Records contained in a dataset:
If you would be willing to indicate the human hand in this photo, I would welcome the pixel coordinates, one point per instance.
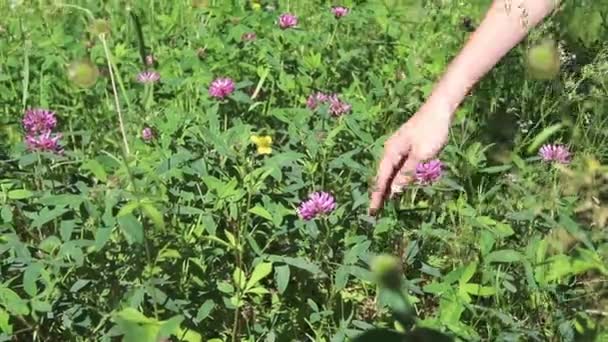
(421, 138)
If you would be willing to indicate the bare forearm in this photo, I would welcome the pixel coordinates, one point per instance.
(506, 23)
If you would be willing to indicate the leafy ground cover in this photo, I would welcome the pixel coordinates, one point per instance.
(199, 170)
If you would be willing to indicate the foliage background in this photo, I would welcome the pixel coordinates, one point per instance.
(175, 236)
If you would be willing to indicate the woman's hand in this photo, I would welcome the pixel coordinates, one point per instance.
(422, 137)
(425, 133)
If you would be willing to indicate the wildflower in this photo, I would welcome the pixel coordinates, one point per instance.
(46, 141)
(337, 107)
(429, 172)
(147, 134)
(316, 99)
(555, 153)
(287, 20)
(318, 203)
(263, 143)
(39, 121)
(149, 60)
(201, 52)
(83, 73)
(339, 11)
(221, 87)
(248, 36)
(148, 77)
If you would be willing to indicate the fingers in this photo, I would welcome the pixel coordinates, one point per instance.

→ **Task**:
All of the lines above should be retyped precisely, apart from the pictures.

→ **Task solution**:
If you would be willing to indicate the human hand in this photo, I would welcome the pixel coordinates, one point per instance.
(421, 138)
If you would be willing to indicate the bare forearm in this photo, I would welcome the pixel coordinates, one point per instance.
(506, 23)
If you would be willing to indicate the leafy ground cover in this photo, I would welcome the pixel coordinates, one point per instance.
(199, 170)
If you would be willing to indicate the foliage background in this photo, I would welcome the pixel coordinates, one point per instance.
(175, 236)
If you would be willing to indicate the woman's hand in this photo, I would welcome the pixel coordinates, one point per instance.
(422, 137)
(425, 133)
If you would be willing to indicate the wildflower in this photo, I would welcome the pixel coordinates, one point per instance.
(46, 141)
(337, 107)
(429, 172)
(147, 134)
(316, 99)
(555, 153)
(287, 20)
(318, 203)
(263, 143)
(39, 121)
(149, 60)
(201, 52)
(83, 73)
(339, 11)
(221, 87)
(248, 36)
(148, 77)
If you would be willing to indicate the fingers in this photo, I would welcome the pixel coordinates, one point per instance.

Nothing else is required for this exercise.